──────── ESTRATTO DELLA PAGINA

Nel poemetto di Baldovino abbiamo
visto i laici, i poeti, che acquistano il loro seggio nel paradiso: ma ben
presto vorranno entrarvi anche genti di più basso stato, preludendo ai maggiori
avanzamenti e alle definitive conquiste della plebe nell'ordine politico. Nel
favolello du Vilain qui gagna Paradis en plaidant128, costui si
pone a disputare con s. Pietro che vuol negargli accesso129, e gli
dimostra che il paradiso è fatto anche per gli umili e pei poveri, quando sieno
uomini da bene e leali, come non fu certo l'apostolo che tre volte rinnegò il
maestro. In aiuto di s. Pietro vien s. Tommaso, irato contro il villano, il
quale, di rimando, lo rimprovera della sua poca fede, quando ebbe bisogno, per
credere, di toccare la piaga del costato. A questi succede s. Paolo, e anche a
lui è ricordato che perseguitò i primi credenti, e fece lapidare s. Stefano. Il
villano allora si prostra innanzi a Dio; e poichè non lo rinnegò mai, e fu
largo ai poveri, e obbediente ai precetti di santa Chiesa, dimanda di non
essere scacciato; e il Signore benevolo gliel concede130.

────────────────
──────── RECORD DEL DATASET

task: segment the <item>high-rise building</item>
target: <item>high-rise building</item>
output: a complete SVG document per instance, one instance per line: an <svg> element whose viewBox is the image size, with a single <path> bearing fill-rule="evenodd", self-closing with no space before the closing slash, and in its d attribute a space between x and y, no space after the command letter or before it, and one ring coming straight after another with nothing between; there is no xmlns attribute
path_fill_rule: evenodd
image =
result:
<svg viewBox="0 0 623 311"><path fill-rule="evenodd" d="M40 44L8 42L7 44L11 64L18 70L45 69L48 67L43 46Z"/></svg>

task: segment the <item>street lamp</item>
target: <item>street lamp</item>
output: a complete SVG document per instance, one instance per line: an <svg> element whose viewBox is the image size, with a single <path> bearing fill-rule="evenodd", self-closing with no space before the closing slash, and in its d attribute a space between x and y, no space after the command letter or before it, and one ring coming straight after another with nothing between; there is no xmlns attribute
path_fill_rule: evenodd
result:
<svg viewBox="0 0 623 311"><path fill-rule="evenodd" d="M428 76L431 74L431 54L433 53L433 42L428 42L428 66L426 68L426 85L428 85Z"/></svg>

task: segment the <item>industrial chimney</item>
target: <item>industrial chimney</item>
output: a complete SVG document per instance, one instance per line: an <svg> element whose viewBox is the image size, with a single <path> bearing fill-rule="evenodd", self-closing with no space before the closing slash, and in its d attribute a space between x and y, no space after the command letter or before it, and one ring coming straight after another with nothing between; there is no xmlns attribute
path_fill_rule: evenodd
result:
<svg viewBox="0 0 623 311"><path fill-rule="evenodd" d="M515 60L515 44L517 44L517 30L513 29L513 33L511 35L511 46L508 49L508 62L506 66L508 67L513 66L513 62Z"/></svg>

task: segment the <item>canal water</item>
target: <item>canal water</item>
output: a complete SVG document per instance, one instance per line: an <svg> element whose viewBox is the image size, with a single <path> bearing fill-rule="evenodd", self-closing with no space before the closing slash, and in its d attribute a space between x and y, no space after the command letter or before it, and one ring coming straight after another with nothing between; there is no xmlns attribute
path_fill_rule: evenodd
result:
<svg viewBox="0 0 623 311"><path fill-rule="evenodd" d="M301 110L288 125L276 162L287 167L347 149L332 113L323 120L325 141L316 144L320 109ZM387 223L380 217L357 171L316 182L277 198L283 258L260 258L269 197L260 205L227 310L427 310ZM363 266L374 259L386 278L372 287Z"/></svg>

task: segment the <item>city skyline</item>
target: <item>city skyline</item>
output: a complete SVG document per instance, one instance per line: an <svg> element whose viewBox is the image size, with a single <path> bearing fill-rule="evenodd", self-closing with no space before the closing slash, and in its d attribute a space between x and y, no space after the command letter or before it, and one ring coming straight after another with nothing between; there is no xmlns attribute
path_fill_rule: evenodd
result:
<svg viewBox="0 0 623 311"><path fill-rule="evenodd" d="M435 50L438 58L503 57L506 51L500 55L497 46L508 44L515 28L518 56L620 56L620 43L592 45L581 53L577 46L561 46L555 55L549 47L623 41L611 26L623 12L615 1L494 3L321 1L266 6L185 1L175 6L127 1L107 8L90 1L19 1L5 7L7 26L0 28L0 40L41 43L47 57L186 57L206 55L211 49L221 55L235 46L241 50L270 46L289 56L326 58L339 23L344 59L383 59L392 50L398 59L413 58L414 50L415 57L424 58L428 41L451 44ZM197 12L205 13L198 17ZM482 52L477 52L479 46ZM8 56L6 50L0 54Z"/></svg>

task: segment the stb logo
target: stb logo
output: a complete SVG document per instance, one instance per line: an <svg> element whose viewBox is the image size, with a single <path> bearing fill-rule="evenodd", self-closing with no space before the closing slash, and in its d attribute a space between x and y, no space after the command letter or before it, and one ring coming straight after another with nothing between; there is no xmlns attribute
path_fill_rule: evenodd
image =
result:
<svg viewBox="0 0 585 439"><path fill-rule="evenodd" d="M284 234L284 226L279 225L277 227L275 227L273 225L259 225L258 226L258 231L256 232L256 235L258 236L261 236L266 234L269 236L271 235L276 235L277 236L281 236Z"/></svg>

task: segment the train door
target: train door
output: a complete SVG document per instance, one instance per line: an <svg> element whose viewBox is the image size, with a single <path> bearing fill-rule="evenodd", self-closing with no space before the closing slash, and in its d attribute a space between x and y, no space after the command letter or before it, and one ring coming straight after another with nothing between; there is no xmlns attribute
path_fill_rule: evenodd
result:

────────────────

(IL COMPITO): Trascrivi per intero, senza alcuna modifica, il brano sul villano che si guadagna il paradiso.

(SOLUZIONE):
Nel poemetto di Baldovino abbiamo
visto i laici, i poeti, che acquistano il loro seggio nel paradiso: ma ben
presto vorranno entrarvi anche genti di più basso stato, preludendo ai maggiori
avanzamenti e alle definitive conquiste della plebe nell'ordine politico. Nel
favolello du Vilain qui gagna Paradis en plaidant128, costui si
pone a disputare con s. Pietro che vuol negargli accesso129, e gli
dimostra che il paradiso è fatto anche per gli umili e pei poveri, quando sieno
uomini da bene e leali, come non fu certo l'apostolo che tre volte rinnegò il
maestro. In aiuto di s. Pietro vien s. Tommaso, irato contro il villano, il
quale, di rimando, lo rimprovera della sua poca fede, quando ebbe bisogno, per
credere, di toccare la piaga del costato. A questi succede s. Paolo, e anche a
lui è ricordato che perseguitò i primi credenti, e fece lapidare s. Stefano. Il
villano allora si prostra innanzi a Dio; e poichè non lo rinnegò mai, e fu
largo ai poveri, e obbediente ai precetti di santa Chiesa, dimanda di non
essere scacciato; e il Signore benevolo gliel concede130.